Excerpts from segmentation records
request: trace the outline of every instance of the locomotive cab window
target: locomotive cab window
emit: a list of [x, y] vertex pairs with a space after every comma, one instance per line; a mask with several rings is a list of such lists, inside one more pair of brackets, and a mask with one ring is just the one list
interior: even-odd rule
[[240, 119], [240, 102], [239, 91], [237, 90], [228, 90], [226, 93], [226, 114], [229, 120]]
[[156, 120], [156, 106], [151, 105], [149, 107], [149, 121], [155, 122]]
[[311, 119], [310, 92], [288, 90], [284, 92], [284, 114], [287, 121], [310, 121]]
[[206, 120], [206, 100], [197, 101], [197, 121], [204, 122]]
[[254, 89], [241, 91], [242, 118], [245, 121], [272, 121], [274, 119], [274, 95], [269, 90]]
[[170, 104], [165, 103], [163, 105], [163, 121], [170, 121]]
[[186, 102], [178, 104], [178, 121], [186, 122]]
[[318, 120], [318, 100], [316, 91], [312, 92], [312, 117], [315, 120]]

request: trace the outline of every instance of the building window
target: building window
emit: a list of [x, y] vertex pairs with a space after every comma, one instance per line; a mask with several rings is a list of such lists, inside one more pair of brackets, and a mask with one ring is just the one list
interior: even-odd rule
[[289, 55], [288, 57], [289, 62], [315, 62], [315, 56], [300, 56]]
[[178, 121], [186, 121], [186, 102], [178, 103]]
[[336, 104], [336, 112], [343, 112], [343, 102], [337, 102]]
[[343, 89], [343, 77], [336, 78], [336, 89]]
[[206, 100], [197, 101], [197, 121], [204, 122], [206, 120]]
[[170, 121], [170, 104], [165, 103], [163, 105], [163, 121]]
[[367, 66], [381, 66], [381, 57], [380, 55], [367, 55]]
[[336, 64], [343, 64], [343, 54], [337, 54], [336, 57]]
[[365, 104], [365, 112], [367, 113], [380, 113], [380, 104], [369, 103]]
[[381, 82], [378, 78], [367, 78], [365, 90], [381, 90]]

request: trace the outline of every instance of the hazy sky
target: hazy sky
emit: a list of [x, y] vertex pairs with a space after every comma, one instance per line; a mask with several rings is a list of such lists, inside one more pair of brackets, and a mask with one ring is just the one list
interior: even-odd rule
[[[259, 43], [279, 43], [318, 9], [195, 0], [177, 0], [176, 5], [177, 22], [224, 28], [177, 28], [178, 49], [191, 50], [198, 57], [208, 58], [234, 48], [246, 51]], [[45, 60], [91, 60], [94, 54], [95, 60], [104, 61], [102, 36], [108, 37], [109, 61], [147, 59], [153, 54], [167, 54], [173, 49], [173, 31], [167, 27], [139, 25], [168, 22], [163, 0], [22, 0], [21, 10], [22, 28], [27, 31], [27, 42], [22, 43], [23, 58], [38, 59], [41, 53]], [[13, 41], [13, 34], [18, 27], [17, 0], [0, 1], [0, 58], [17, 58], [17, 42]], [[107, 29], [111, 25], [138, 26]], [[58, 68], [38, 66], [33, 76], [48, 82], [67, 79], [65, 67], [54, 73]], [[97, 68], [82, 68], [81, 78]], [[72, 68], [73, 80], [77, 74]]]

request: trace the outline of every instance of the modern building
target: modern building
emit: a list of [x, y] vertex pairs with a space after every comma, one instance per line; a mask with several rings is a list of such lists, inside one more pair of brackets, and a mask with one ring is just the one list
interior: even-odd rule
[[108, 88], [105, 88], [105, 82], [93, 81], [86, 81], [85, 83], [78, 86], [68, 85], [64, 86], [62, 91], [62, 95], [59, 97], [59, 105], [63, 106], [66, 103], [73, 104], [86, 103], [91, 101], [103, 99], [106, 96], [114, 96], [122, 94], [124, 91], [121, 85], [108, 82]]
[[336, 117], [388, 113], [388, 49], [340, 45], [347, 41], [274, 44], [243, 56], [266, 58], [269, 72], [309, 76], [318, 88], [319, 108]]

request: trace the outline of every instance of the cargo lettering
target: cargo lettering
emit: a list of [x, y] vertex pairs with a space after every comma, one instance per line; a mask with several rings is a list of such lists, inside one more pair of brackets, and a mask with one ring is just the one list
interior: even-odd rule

* _EXERCISE DETAILS_:
Could you reproduce all the rows above, swapping "even-odd rule" for "nonzero winding rule" wherever it occurs and leaving everything else untouched?

* _EXERCISE RESULT_:
request: trace the outline of every instance of the locomotive cab window
target: locomotive cab window
emit: a list of [x, y] vertex pairs with a space after every comma, one instance per line; a mask with several rings is a list of such lists, inside one more pair of brackets, and a mask with one ring is just the one list
interior: nonzero winding rule
[[240, 119], [240, 102], [239, 91], [237, 90], [228, 90], [226, 93], [226, 114], [229, 120]]
[[156, 120], [156, 106], [151, 105], [149, 107], [149, 121], [155, 122]]
[[311, 119], [310, 92], [288, 90], [284, 92], [284, 114], [287, 121], [310, 121]]
[[206, 120], [206, 100], [197, 101], [197, 121], [204, 122]]
[[254, 89], [241, 91], [242, 118], [245, 121], [272, 121], [274, 119], [274, 95], [269, 90]]
[[170, 104], [165, 103], [163, 105], [163, 121], [170, 121]]
[[186, 102], [178, 104], [178, 121], [186, 122]]
[[318, 120], [318, 100], [316, 91], [312, 92], [312, 117], [315, 120]]

request: trace the outline of every instance of the building window
target: building window
emit: a list of [x, y] vertex pairs with a space after every comma, one instance per line; a mask with several rings is a list of such lists, inside one more pair of brackets, and a mask with one ring is just the one list
interior: nonzero winding rule
[[289, 55], [288, 57], [289, 62], [315, 62], [315, 56], [300, 56]]
[[178, 121], [186, 121], [186, 102], [178, 103]]
[[336, 104], [336, 112], [343, 112], [343, 102], [337, 102]]
[[343, 89], [343, 77], [336, 78], [336, 89]]
[[206, 100], [197, 101], [197, 121], [204, 122], [206, 120]]
[[170, 121], [170, 104], [165, 103], [163, 105], [163, 121]]
[[367, 66], [381, 66], [381, 57], [380, 55], [367, 55]]
[[336, 64], [343, 64], [343, 54], [337, 54], [336, 57]]
[[365, 104], [365, 112], [367, 113], [380, 113], [380, 104], [369, 103]]
[[381, 82], [378, 78], [367, 78], [365, 90], [381, 90]]

request: trace the outline of every instance of the hazy sky
target: hazy sky
emit: a list of [x, y] vertex pairs with a space after every comma, one instance per line; a mask with several rings is a list of such lists, inside one more pair of brackets, and a mask with one ring is just the one list
interior: nonzero winding rule
[[[259, 43], [279, 43], [318, 9], [195, 0], [177, 0], [176, 5], [177, 22], [224, 28], [177, 28], [178, 49], [191, 50], [198, 57], [208, 58], [234, 48], [246, 51]], [[45, 60], [91, 60], [94, 54], [95, 60], [104, 61], [102, 36], [108, 37], [109, 61], [147, 59], [153, 54], [167, 54], [173, 49], [173, 31], [167, 27], [139, 25], [168, 22], [163, 0], [22, 0], [21, 10], [22, 28], [27, 31], [27, 42], [22, 43], [23, 58], [38, 59], [41, 53]], [[13, 41], [13, 34], [18, 27], [17, 0], [0, 1], [0, 58], [17, 58], [17, 42]], [[107, 29], [111, 25], [138, 26]], [[58, 68], [38, 66], [33, 76], [48, 82], [67, 79], [65, 67], [54, 73]], [[97, 68], [82, 68], [81, 78]], [[72, 68], [73, 80], [77, 74]]]

request: trace the outline of every instance of the modern building
target: modern building
emit: a list of [x, y] vertex pairs with a space after every comma, one instance per line; a mask with several rings is a list of such lists, inside one more pair of brackets, and a mask with one ring is just the one list
interior: nonzero winding rule
[[108, 88], [105, 88], [105, 82], [93, 81], [86, 81], [85, 83], [78, 86], [68, 85], [64, 86], [62, 91], [62, 95], [59, 97], [59, 105], [63, 106], [66, 103], [73, 104], [86, 103], [91, 101], [103, 99], [106, 96], [114, 96], [122, 94], [124, 91], [121, 85], [108, 82]]
[[336, 117], [388, 113], [388, 49], [340, 45], [347, 41], [274, 44], [243, 56], [266, 58], [269, 72], [309, 76], [318, 88], [319, 108]]

request: trace the outline of every instance of the cargo lettering
target: cargo lettering
emit: a list of [x, y] vertex pairs with a space after every comma, one instance per line; a mask with several rings is a list of such lists, inside one more pair of brackets, and a mask with one ring is just the one list
interior: nonzero winding rule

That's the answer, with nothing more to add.